** Opening Records to use block **

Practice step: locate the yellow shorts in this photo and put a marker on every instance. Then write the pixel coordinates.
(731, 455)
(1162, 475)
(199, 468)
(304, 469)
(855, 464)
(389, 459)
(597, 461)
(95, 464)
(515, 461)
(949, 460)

** Closing Records to use block **

▶ _Your instructions_
Write down the entire listing above verbatim.

▶ _Task answer_
Practice step: locate the yellow shorts in this photo and put a marker on every instance. Then write the pixel coordinates.
(731, 455)
(1162, 475)
(199, 468)
(304, 469)
(855, 464)
(389, 459)
(597, 461)
(95, 464)
(515, 461)
(949, 460)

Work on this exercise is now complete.